■ **Exercise requirements**
Retype each record shown below, leaving every character as it is.

■ **Dataset extract**
======
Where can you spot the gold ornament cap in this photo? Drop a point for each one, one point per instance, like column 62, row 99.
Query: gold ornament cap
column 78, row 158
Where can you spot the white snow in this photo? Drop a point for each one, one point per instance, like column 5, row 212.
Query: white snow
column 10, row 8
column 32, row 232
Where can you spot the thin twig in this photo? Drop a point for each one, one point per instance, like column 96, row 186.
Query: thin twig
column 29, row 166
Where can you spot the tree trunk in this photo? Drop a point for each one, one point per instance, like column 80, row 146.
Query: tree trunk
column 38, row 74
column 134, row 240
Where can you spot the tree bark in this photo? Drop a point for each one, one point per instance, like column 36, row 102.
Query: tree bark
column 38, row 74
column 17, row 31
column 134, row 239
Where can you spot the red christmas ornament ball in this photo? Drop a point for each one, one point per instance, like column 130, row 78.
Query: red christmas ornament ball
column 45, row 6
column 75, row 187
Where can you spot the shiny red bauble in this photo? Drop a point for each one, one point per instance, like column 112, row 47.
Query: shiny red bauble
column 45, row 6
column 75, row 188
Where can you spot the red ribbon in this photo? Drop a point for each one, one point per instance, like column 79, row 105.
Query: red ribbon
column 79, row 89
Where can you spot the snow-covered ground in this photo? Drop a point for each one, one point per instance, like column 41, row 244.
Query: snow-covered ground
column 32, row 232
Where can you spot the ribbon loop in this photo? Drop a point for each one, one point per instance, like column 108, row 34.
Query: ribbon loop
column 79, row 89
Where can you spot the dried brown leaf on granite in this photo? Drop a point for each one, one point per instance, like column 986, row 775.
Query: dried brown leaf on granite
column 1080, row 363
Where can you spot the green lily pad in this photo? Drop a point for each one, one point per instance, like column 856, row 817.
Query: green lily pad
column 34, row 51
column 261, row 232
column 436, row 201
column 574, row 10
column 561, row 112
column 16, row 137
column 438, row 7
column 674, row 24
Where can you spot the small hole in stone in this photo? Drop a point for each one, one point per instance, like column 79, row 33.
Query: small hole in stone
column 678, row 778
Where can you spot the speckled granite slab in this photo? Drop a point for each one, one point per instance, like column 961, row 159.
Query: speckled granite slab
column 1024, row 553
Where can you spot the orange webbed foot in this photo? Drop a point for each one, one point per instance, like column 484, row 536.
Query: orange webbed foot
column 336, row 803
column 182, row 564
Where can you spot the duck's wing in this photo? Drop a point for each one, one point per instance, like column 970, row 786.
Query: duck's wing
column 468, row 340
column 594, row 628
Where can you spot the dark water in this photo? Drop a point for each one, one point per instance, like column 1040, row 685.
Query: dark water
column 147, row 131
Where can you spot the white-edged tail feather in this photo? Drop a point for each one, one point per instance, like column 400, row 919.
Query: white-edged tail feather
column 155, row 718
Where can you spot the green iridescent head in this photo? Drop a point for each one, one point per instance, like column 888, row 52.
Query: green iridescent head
======
■ **Response for this exercise**
Where can you spot the gold ornament cap in this photo? Drop a point for each one, one point per instance, like column 62, row 99.
Query: gold ornament cap
column 78, row 158
Where can you spot the white snow in this photo? Drop a point for each one, one point per instance, like column 5, row 212.
Query: white snow
column 10, row 8
column 32, row 232
Where can you spot the thin twig in this photo? Drop a point for each one, one point per instance, like column 96, row 186.
Query: thin twig
column 29, row 166
Where can you spot the tree trunk in this photo? Drop a point for each one, one point per instance, like column 80, row 146.
Query: tree trunk
column 38, row 74
column 134, row 240
Where can you spot the tree bark in this photo? Drop a point for each one, one point per instance, like column 36, row 102.
Query: tree bark
column 38, row 74
column 17, row 31
column 134, row 239
Where can you spot the red christmas ornament ball in this photo? Drop a point for each one, one point per instance, like column 130, row 78.
Query: red christmas ornament ball
column 45, row 6
column 75, row 187
Where can you spot the shiny red bauble in this photo? Drop a point for each one, one point per instance, like column 112, row 47.
Query: shiny red bauble
column 45, row 6
column 75, row 188
Where can you spot the red ribbon in this photo? Drop a point for each one, one point per instance, like column 79, row 105.
Query: red ribbon
column 79, row 89
Where can you spot the snow-covered ground in this photo? Drop a point for each one, one point per instance, like column 41, row 244.
Query: snow-covered ground
column 32, row 232
Where can you spot the ribbon loop in this photo? Drop a point for each one, one point per instance, like column 108, row 34.
Query: ribbon loop
column 79, row 89
Where can you spot the dried brown leaf on granite in this photo? Drop a point for each one, one point per instance, like column 986, row 775.
Query: dried brown leaf on granite
column 1080, row 363
Where can you spot the green lily pad in this photo? Drop a point for each one, one point per instance, like column 856, row 817.
Query: green lily pad
column 34, row 51
column 261, row 232
column 436, row 201
column 574, row 10
column 561, row 112
column 16, row 137
column 438, row 7
column 674, row 24
Where can you spot the small hole in stone in this photo? Drop a point for each one, one point per instance, like column 79, row 33.
Query: small hole in stone
column 678, row 778
Where can you spot the speckled granite slab in this photo? Drop a point for each one, one point per instance, like column 961, row 159.
Query: speckled granite slab
column 1024, row 553
Where can you spot the orange webbed foot in this photo? Drop a point for each one, one point per instance, like column 484, row 536.
Query: orange webbed foot
column 336, row 803
column 182, row 564
Where can you spot the duck's wing in this photo? Drop a point for each one, one point per instance, like column 970, row 786.
Query: duck's wing
column 468, row 340
column 594, row 628
Where can you spot the dark water in this photo? Drop a point for each one, one point per instance, like column 1040, row 685.
Query: dark water
column 147, row 131
Where can you spot the white-edged tail feather in this photo? Drop a point for each one, one point per instance, like column 400, row 919.
Query: white-edged tail feather
column 155, row 718
Where can you spot the green iridescent head in this photo? Drop a point for each one, one point per instance, like column 888, row 52.
Query: green iridescent head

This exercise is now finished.